▸ Information supplied:

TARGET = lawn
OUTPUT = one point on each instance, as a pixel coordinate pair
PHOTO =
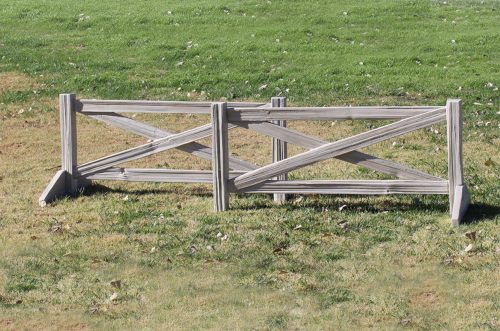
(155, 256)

...

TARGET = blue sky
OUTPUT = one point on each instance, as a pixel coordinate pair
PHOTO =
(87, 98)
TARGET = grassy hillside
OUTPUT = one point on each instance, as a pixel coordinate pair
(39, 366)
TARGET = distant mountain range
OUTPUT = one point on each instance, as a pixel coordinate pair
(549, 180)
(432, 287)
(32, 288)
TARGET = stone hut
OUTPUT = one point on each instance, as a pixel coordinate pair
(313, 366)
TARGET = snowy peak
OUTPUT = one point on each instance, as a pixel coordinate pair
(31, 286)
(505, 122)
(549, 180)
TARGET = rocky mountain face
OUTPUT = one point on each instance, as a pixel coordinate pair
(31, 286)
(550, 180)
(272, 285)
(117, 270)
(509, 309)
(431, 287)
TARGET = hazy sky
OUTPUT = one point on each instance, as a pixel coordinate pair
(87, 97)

▸ The problem:
List each line of the records that contains the string "mountain", copying each one in full.

▸ Finished exercise:
TARGET = distant mountain range
TARGET = rocky mountain face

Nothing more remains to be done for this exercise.